__Written instruction__.
Each line from the line holding "of men with" through the last line should be written out exactly, with nothing else and no images.

>>>

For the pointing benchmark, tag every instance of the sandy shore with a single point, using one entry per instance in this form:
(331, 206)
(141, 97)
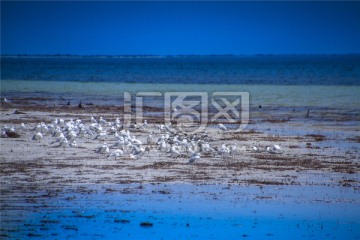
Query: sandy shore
(307, 159)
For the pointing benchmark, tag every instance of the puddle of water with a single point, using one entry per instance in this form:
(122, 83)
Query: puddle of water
(189, 211)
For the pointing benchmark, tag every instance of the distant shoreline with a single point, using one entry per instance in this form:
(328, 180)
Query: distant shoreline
(169, 56)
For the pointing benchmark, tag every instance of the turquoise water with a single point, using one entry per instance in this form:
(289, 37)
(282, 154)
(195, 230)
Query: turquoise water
(272, 80)
(112, 93)
(196, 212)
(260, 69)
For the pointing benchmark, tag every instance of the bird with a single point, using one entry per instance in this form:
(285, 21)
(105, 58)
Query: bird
(194, 157)
(234, 150)
(224, 150)
(116, 153)
(222, 127)
(255, 149)
(103, 149)
(174, 152)
(37, 136)
(73, 144)
(64, 143)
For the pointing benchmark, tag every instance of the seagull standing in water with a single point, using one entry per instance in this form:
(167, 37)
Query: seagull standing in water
(37, 137)
(275, 149)
(116, 153)
(222, 127)
(194, 157)
(103, 149)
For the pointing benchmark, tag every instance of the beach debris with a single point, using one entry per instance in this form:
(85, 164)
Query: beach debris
(194, 157)
(224, 151)
(12, 134)
(255, 149)
(274, 149)
(37, 137)
(222, 127)
(103, 149)
(121, 221)
(116, 153)
(146, 224)
(18, 112)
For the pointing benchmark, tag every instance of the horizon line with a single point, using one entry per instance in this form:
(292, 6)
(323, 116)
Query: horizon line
(172, 55)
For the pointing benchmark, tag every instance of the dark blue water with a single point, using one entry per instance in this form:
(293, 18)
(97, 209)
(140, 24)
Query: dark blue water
(268, 69)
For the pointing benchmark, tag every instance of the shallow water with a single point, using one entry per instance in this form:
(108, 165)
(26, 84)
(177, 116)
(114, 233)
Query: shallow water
(190, 211)
(110, 93)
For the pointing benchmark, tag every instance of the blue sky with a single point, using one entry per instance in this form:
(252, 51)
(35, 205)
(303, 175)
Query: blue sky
(163, 28)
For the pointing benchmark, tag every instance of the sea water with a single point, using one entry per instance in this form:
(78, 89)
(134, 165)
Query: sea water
(283, 83)
(271, 80)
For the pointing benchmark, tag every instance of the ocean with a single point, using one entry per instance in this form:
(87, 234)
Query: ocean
(331, 81)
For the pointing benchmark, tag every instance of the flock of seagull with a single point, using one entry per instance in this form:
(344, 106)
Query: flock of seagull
(165, 138)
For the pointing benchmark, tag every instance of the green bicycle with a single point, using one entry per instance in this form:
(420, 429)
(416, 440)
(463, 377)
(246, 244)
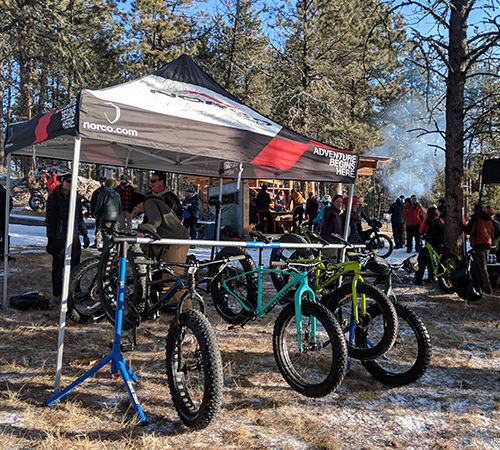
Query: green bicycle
(351, 302)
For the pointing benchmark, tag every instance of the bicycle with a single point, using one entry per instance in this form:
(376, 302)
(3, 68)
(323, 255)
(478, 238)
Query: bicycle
(308, 345)
(84, 304)
(442, 265)
(193, 360)
(352, 305)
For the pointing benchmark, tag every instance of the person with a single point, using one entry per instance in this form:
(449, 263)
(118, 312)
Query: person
(397, 221)
(413, 216)
(482, 233)
(442, 208)
(355, 227)
(298, 207)
(93, 204)
(191, 205)
(166, 223)
(157, 185)
(312, 207)
(52, 182)
(3, 197)
(326, 200)
(279, 202)
(263, 201)
(56, 221)
(125, 190)
(108, 209)
(433, 229)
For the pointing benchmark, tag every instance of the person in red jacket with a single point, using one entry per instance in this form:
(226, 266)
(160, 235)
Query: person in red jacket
(482, 232)
(413, 216)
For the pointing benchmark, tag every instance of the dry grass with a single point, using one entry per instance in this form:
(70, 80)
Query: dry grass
(456, 405)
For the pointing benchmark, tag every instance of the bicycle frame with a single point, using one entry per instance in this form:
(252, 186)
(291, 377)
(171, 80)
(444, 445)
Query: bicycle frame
(298, 278)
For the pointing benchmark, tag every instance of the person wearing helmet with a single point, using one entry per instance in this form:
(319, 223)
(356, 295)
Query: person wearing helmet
(93, 204)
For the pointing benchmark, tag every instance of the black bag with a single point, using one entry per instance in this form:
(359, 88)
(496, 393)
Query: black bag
(466, 278)
(410, 264)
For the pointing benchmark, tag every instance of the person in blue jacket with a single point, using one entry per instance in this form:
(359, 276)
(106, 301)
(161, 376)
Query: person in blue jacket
(191, 207)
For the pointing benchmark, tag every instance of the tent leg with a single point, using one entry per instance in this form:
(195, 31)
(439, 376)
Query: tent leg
(115, 357)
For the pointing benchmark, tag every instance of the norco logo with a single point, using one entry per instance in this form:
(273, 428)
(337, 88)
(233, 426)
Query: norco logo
(198, 97)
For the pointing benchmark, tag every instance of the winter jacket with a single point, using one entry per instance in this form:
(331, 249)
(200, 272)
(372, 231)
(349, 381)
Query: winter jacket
(163, 219)
(125, 192)
(193, 203)
(109, 206)
(332, 223)
(56, 218)
(396, 210)
(481, 232)
(413, 215)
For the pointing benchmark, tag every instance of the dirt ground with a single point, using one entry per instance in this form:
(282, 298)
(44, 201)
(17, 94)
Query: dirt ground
(455, 405)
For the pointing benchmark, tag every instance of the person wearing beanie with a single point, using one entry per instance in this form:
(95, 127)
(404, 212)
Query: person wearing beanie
(166, 223)
(56, 221)
(108, 209)
(191, 206)
(125, 190)
(413, 216)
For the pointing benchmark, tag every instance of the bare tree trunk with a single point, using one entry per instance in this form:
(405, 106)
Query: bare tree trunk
(455, 126)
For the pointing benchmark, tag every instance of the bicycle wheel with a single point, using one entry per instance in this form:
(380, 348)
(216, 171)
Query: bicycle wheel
(228, 307)
(320, 367)
(194, 369)
(107, 279)
(285, 254)
(84, 304)
(37, 202)
(448, 261)
(382, 327)
(409, 357)
(382, 243)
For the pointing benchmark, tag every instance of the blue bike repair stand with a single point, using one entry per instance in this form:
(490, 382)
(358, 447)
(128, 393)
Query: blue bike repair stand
(115, 357)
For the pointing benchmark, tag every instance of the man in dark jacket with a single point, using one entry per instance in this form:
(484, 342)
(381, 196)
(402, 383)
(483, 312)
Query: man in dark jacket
(93, 204)
(125, 190)
(191, 206)
(56, 221)
(397, 221)
(108, 209)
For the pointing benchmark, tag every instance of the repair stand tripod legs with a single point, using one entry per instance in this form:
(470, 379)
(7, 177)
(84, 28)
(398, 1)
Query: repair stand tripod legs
(118, 364)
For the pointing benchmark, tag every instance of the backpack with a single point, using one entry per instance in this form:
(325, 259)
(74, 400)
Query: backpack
(175, 204)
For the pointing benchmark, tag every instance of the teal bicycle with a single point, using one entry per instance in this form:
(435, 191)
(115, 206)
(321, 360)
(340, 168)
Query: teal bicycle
(308, 344)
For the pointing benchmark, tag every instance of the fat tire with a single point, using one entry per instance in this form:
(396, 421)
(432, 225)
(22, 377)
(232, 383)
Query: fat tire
(375, 244)
(133, 302)
(225, 304)
(79, 297)
(334, 343)
(343, 296)
(208, 354)
(449, 261)
(290, 254)
(412, 371)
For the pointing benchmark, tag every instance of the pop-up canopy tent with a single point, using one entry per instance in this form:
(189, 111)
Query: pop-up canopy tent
(177, 119)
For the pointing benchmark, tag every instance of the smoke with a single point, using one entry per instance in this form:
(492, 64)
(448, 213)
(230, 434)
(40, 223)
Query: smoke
(416, 160)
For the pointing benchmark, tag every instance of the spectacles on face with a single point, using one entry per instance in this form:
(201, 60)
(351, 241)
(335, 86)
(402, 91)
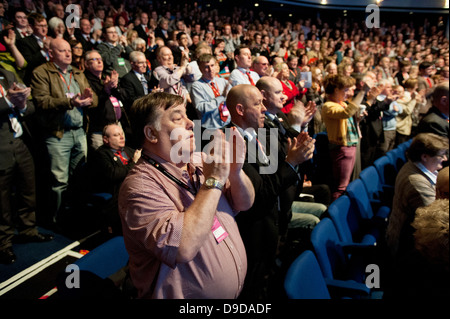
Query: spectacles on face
(95, 60)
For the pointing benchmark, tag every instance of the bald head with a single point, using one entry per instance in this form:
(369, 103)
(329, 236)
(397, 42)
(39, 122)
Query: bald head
(60, 53)
(244, 101)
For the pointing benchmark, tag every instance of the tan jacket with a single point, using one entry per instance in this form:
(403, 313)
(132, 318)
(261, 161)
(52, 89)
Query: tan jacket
(335, 118)
(50, 98)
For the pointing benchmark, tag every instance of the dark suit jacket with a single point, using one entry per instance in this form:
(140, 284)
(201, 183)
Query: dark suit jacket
(31, 52)
(259, 225)
(433, 122)
(7, 78)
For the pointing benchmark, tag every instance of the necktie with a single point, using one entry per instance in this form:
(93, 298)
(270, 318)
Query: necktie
(122, 159)
(214, 88)
(277, 121)
(223, 112)
(261, 153)
(116, 104)
(250, 78)
(144, 84)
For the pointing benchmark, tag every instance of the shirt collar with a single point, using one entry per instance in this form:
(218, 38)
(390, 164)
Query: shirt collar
(431, 175)
(69, 68)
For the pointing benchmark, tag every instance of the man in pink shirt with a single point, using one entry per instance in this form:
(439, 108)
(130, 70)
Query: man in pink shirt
(178, 207)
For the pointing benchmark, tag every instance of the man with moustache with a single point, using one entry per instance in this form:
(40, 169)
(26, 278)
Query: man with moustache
(180, 229)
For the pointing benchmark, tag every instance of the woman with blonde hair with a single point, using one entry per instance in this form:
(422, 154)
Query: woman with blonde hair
(338, 116)
(289, 88)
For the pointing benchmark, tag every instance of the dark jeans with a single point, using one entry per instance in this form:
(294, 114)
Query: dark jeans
(17, 196)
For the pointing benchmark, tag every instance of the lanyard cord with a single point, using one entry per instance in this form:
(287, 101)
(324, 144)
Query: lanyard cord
(160, 168)
(64, 80)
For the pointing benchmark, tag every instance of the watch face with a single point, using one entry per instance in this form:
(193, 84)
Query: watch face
(209, 182)
(212, 182)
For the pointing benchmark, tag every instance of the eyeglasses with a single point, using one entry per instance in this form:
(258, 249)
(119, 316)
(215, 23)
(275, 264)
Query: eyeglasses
(95, 60)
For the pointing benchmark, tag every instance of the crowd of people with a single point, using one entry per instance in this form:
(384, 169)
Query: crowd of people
(99, 93)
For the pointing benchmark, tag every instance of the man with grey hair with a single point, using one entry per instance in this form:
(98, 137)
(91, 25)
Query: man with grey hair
(436, 120)
(135, 83)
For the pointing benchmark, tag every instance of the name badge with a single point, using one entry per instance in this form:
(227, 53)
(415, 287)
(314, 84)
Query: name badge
(218, 231)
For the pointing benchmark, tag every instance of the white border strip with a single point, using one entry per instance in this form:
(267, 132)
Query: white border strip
(36, 268)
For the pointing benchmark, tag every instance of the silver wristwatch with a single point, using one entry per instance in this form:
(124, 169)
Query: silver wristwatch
(211, 182)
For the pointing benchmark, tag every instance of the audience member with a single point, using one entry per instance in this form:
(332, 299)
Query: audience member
(62, 94)
(259, 225)
(413, 55)
(179, 228)
(137, 82)
(389, 118)
(442, 184)
(338, 116)
(173, 78)
(261, 66)
(114, 51)
(83, 35)
(415, 186)
(17, 178)
(436, 120)
(290, 90)
(209, 95)
(110, 107)
(242, 73)
(34, 47)
(408, 99)
(108, 166)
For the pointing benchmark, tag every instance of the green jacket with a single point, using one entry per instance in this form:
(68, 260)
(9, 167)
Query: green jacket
(50, 98)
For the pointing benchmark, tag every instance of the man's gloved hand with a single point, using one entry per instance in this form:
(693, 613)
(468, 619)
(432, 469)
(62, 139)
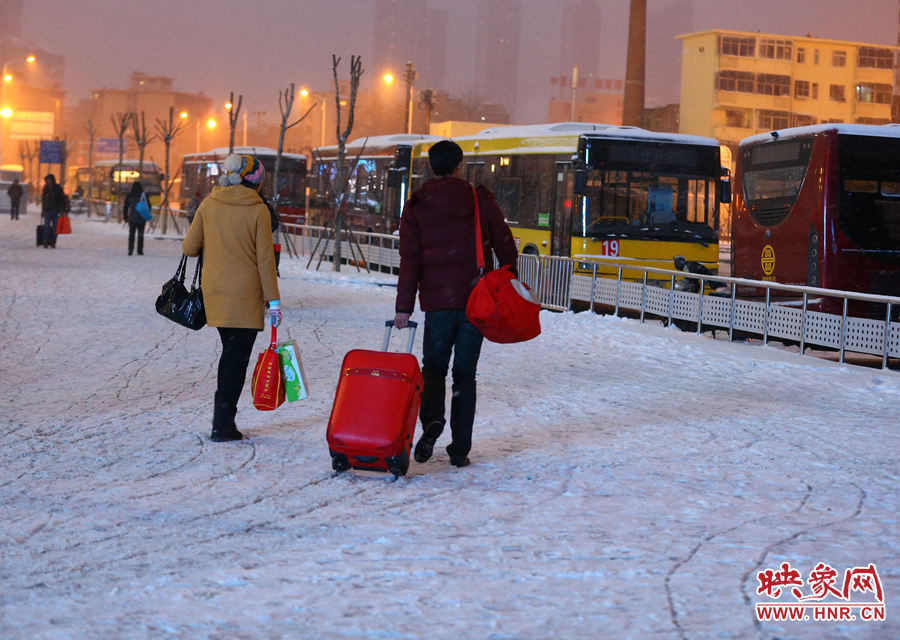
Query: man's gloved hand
(275, 312)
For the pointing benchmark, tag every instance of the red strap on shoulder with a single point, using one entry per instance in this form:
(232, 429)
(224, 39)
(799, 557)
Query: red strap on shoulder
(479, 249)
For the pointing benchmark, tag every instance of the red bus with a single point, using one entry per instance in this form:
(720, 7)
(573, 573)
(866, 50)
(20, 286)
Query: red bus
(820, 206)
(200, 172)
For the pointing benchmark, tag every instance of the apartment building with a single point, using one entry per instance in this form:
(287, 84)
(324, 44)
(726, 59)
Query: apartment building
(735, 84)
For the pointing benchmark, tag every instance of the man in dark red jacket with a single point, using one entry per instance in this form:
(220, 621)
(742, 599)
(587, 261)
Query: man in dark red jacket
(437, 259)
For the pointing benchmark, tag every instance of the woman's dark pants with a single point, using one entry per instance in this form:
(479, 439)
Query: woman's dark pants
(237, 346)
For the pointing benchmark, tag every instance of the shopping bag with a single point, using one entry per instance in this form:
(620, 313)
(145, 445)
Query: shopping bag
(500, 306)
(180, 305)
(295, 387)
(63, 225)
(267, 385)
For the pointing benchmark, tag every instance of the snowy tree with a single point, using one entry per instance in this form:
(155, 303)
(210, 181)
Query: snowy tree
(167, 130)
(339, 186)
(140, 137)
(120, 122)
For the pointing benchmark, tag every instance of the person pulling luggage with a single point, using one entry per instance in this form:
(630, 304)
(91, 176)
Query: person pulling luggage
(437, 259)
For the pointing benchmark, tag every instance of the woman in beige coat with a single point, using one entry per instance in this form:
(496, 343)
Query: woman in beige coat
(232, 228)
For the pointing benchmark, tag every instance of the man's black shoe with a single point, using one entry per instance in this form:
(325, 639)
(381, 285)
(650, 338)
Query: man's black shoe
(425, 446)
(458, 462)
(226, 435)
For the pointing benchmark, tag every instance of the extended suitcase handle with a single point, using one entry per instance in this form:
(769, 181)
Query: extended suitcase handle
(389, 324)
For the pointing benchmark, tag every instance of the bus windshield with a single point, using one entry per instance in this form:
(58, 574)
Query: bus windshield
(657, 191)
(773, 173)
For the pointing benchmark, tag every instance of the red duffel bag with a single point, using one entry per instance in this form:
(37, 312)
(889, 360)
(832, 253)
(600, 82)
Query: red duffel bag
(503, 308)
(267, 385)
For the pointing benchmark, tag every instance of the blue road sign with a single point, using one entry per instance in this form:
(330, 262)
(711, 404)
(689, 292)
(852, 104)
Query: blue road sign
(51, 151)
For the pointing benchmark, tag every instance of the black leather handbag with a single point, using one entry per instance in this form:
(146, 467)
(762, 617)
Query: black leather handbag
(180, 305)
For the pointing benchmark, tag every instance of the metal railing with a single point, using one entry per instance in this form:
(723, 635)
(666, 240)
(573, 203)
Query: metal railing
(561, 282)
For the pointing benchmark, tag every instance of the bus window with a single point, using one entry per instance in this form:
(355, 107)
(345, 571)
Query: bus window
(660, 198)
(869, 211)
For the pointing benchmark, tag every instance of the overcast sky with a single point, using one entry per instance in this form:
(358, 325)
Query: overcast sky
(259, 48)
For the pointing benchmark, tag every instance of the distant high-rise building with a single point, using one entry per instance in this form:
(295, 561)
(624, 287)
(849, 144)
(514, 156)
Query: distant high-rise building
(11, 18)
(497, 52)
(663, 63)
(581, 39)
(408, 31)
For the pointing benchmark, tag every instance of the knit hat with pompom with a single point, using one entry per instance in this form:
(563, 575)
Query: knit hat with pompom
(238, 169)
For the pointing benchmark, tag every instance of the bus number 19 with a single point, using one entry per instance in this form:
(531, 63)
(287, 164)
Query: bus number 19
(609, 248)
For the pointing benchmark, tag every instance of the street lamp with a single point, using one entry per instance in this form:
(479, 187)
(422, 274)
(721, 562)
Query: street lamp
(410, 76)
(305, 93)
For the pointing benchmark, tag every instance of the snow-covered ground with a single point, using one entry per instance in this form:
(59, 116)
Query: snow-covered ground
(627, 480)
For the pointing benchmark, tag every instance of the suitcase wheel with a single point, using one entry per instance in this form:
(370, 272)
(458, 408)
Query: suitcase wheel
(339, 462)
(398, 465)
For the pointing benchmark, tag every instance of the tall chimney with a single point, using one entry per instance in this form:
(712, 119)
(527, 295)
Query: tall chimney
(633, 108)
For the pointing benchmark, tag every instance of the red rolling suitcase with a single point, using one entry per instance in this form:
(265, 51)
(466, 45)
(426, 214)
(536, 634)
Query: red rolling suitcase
(375, 409)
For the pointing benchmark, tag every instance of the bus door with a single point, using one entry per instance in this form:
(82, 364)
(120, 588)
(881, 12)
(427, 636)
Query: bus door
(561, 214)
(475, 172)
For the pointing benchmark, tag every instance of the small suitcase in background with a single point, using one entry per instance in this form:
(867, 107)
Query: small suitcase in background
(40, 236)
(376, 406)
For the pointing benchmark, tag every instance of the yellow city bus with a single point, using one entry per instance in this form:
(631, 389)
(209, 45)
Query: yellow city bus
(595, 191)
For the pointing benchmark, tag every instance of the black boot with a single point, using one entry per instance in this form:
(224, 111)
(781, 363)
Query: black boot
(226, 435)
(425, 446)
(224, 429)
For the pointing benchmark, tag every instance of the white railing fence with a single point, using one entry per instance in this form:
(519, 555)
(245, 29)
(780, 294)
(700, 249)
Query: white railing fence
(563, 283)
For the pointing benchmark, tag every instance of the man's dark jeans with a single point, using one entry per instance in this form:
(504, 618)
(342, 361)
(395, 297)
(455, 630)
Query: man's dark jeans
(447, 331)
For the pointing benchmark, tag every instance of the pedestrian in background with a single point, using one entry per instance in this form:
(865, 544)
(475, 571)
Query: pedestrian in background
(136, 222)
(232, 228)
(437, 258)
(15, 193)
(53, 202)
(193, 203)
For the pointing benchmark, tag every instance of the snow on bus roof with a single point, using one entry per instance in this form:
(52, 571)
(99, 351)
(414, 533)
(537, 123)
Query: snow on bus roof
(891, 130)
(381, 142)
(559, 137)
(149, 165)
(222, 153)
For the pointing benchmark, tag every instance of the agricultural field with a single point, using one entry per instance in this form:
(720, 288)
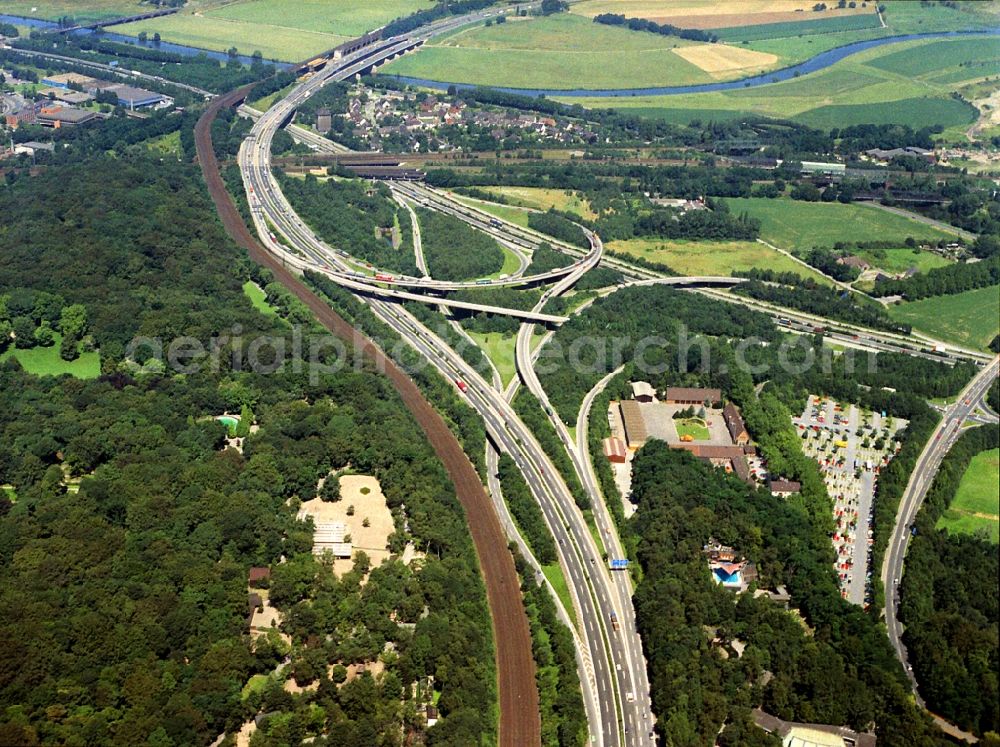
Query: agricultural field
(48, 362)
(693, 427)
(289, 30)
(969, 319)
(712, 257)
(543, 199)
(976, 505)
(796, 225)
(874, 86)
(561, 52)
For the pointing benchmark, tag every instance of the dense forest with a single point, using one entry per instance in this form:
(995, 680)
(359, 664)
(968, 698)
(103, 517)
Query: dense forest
(353, 217)
(584, 351)
(941, 281)
(949, 603)
(456, 251)
(823, 662)
(126, 549)
(564, 720)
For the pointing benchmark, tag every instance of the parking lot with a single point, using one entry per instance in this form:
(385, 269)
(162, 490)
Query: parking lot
(851, 446)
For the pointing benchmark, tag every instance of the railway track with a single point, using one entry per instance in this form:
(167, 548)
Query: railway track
(520, 723)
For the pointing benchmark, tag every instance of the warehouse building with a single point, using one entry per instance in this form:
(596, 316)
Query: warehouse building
(682, 395)
(643, 391)
(137, 98)
(64, 116)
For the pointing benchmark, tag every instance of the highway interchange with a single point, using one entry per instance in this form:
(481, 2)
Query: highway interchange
(947, 432)
(613, 669)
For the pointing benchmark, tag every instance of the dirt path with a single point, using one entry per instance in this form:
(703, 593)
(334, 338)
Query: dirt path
(519, 718)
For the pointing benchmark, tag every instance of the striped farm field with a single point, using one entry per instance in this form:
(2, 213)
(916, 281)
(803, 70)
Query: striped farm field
(861, 89)
(969, 319)
(976, 506)
(796, 225)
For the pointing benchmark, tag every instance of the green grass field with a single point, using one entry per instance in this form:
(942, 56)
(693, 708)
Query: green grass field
(166, 145)
(256, 684)
(560, 51)
(280, 29)
(796, 225)
(807, 27)
(256, 295)
(48, 362)
(543, 199)
(969, 319)
(505, 212)
(712, 257)
(340, 17)
(555, 576)
(903, 258)
(976, 505)
(694, 427)
(499, 349)
(864, 88)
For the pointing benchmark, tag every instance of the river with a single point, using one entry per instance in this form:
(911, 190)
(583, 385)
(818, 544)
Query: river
(818, 62)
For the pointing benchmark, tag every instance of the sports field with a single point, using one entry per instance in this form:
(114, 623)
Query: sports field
(543, 199)
(976, 505)
(969, 319)
(712, 257)
(885, 85)
(711, 14)
(280, 29)
(560, 51)
(694, 427)
(797, 225)
(48, 362)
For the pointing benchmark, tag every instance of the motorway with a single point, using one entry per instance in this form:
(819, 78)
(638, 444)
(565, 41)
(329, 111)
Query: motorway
(612, 668)
(611, 709)
(946, 433)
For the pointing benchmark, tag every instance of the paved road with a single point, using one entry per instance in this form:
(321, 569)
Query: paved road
(947, 227)
(941, 440)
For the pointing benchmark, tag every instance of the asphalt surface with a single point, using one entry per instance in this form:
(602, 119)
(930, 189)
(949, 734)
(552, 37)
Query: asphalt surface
(519, 714)
(944, 436)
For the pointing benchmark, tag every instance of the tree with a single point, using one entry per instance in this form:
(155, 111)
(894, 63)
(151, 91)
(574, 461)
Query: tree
(24, 332)
(330, 491)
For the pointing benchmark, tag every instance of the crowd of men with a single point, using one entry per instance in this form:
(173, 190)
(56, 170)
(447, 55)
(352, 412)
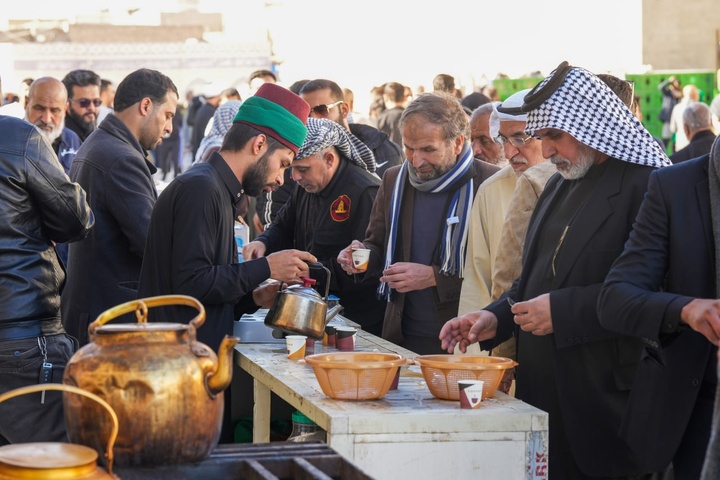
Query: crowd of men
(550, 227)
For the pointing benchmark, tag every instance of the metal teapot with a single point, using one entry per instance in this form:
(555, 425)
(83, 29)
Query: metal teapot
(56, 460)
(164, 385)
(299, 309)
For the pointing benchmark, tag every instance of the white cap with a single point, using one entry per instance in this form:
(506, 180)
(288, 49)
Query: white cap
(513, 101)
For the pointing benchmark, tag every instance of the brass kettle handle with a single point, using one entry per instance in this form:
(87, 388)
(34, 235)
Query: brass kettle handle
(71, 389)
(319, 265)
(140, 307)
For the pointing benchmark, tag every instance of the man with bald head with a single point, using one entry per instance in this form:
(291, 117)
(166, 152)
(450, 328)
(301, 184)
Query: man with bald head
(484, 146)
(697, 123)
(45, 108)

<<<

__Response to this exercise__.
For the pointing benchmark, tag every instance of the crowd of men with a single point, using one entry per instance in this form:
(173, 190)
(56, 170)
(447, 55)
(352, 412)
Query: crowd of men
(550, 227)
For the pointing benchmark, tag every instance of the metal teapot with a single point, using one entry per instance in this form:
(555, 425)
(83, 29)
Query: metal teapot
(56, 460)
(164, 385)
(299, 309)
For the pointing benchmark, tag every instance of the white cap with a single point, using one entry per instance in this form:
(506, 180)
(288, 49)
Query: white cap
(513, 101)
For the pointing benchmark, tag every instance of the brass kettle handle with a single point, using one entry per instance in this form:
(87, 388)
(34, 235)
Query: brass kettle handle
(71, 389)
(319, 265)
(140, 307)
For the pointing benchmark, tag every instance of the man with bald head with a single point, using one entry per instance in this form:
(291, 117)
(166, 152)
(450, 328)
(301, 184)
Query: man with bald head
(484, 146)
(697, 123)
(45, 108)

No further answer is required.